======== DATA EXTRACTS ========
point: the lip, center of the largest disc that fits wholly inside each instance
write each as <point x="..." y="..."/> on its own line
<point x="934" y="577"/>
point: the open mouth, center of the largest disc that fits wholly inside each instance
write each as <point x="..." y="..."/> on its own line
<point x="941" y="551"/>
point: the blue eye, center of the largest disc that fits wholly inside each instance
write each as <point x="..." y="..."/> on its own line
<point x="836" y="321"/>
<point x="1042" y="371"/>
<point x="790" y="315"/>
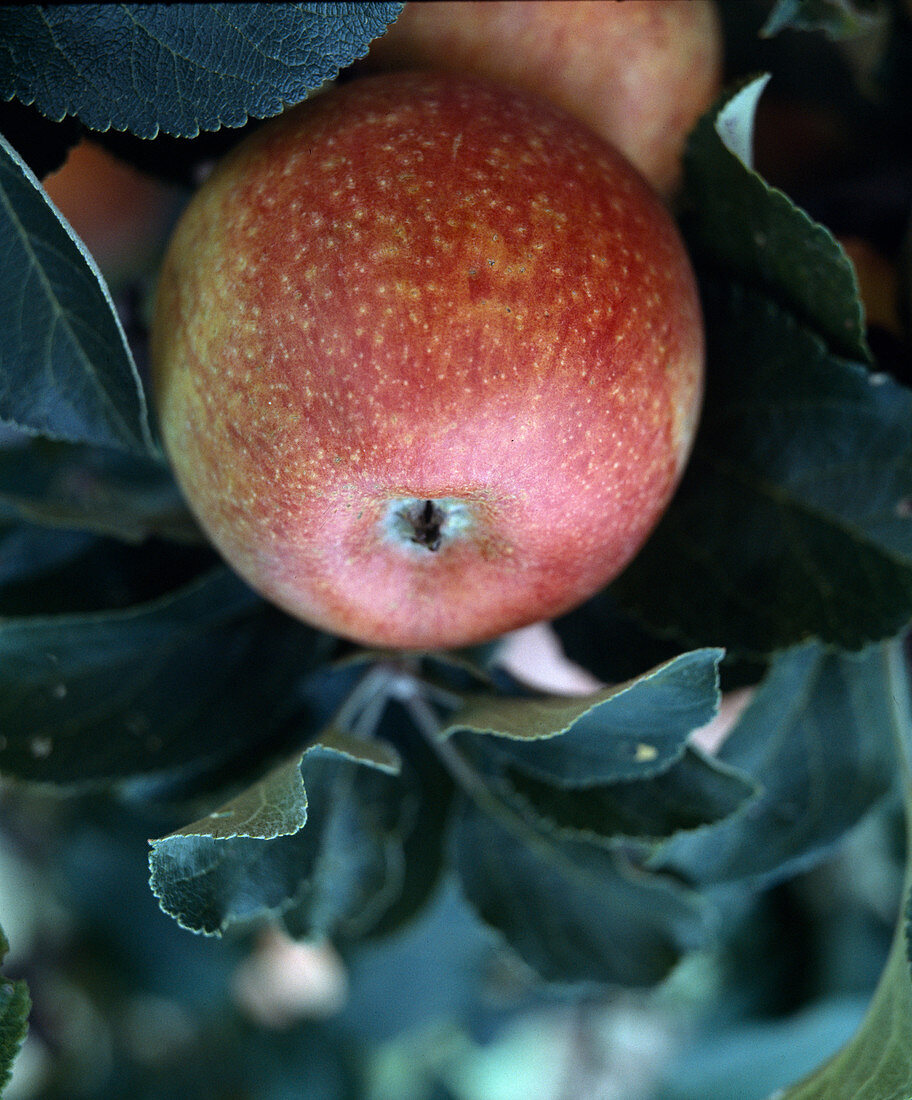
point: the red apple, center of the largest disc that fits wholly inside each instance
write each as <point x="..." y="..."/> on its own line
<point x="638" y="73"/>
<point x="427" y="358"/>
========
Repeat word for word the lines starting at the one with "point: the open" and ending at the final line of the records above, both included; no pictures.

point: the open mouth, center of the largest disc that fits wholly inside each instance
write each as <point x="..." y="..."/> on its own line
<point x="941" y="551"/>
point: the blue eye, center of the largest disc that fits wholly inside each instance
write each as <point x="..." y="..."/> on its own line
<point x="836" y="321"/>
<point x="1042" y="371"/>
<point x="790" y="315"/>
point: the red apple, center of the largest disc that fits wholly inside each instance
write each as <point x="..." y="..."/> on its own line
<point x="638" y="73"/>
<point x="427" y="358"/>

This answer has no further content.